◆ GIVEN EXERCISE
Rewrite the records with "mulch bed" swapped for "gravel bed" and everything else kept the same. Omit the pictures from your answer.

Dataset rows
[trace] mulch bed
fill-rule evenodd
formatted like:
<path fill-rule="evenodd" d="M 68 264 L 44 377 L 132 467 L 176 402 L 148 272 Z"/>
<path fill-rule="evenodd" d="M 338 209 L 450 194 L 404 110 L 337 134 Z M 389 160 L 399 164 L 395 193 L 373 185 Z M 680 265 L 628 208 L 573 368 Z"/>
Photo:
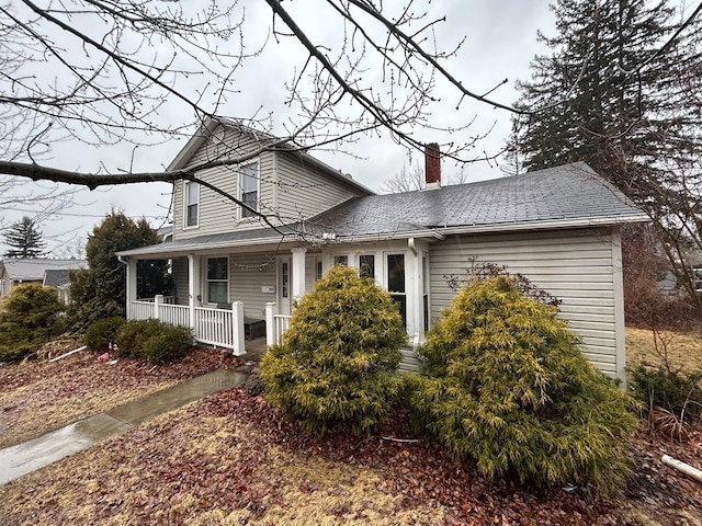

◆ ANSWER TO THIS PROBLEM
[trace] gravel bed
fill-rule evenodd
formatted like:
<path fill-rule="evenodd" d="M 68 264 L 44 377 L 132 467 L 176 402 L 148 272 Z"/>
<path fill-rule="evenodd" d="M 338 209 L 450 194 L 404 110 L 337 134 Z M 389 160 L 399 164 L 395 193 L 373 185 Z M 680 265 L 628 208 L 573 368 Z"/>
Photo:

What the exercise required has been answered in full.